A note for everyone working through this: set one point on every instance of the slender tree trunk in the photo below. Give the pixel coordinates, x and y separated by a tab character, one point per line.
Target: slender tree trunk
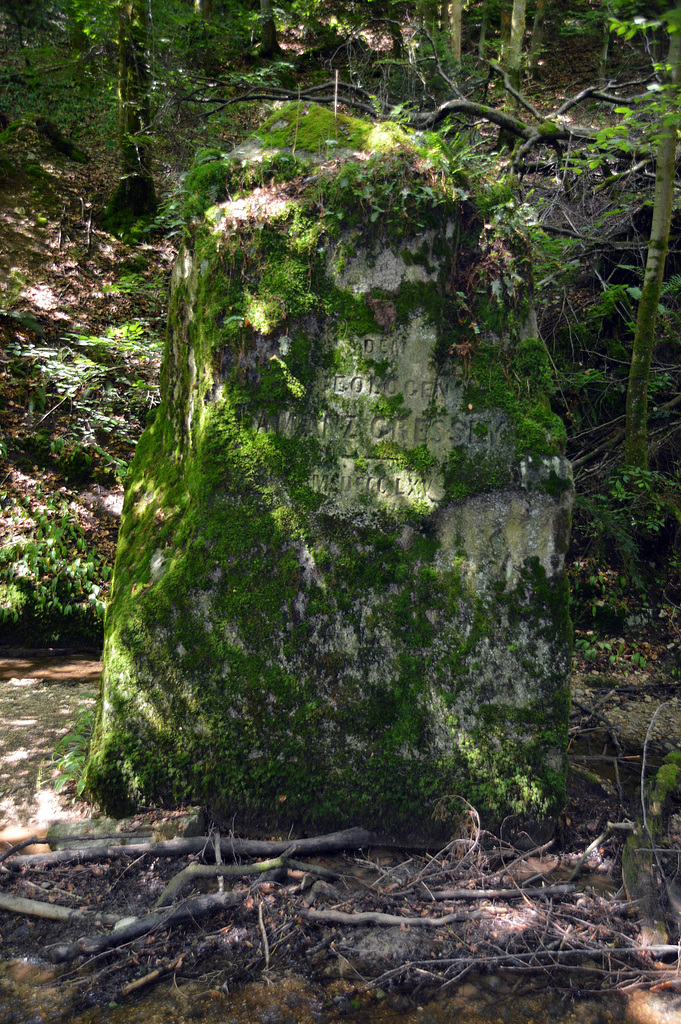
483	29
204	8
135	195
455	29
636	450
505	31
538	31
269	46
515	45
604	49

····················

◆ EXERCISE PROMPT
Leaving the pictures aside, transcribe the entire listing exactly.

◆ TASK RESPONSE
A note for everyone working through this: set one point on every instance of the slender tree trunk in the photo below. Give the pixel coordinates, x and y separated by a tab character, one point per line.
Target: slender tree trunk
483	29
204	8
135	195
455	29
636	450
505	31
538	31
269	46
515	45
604	49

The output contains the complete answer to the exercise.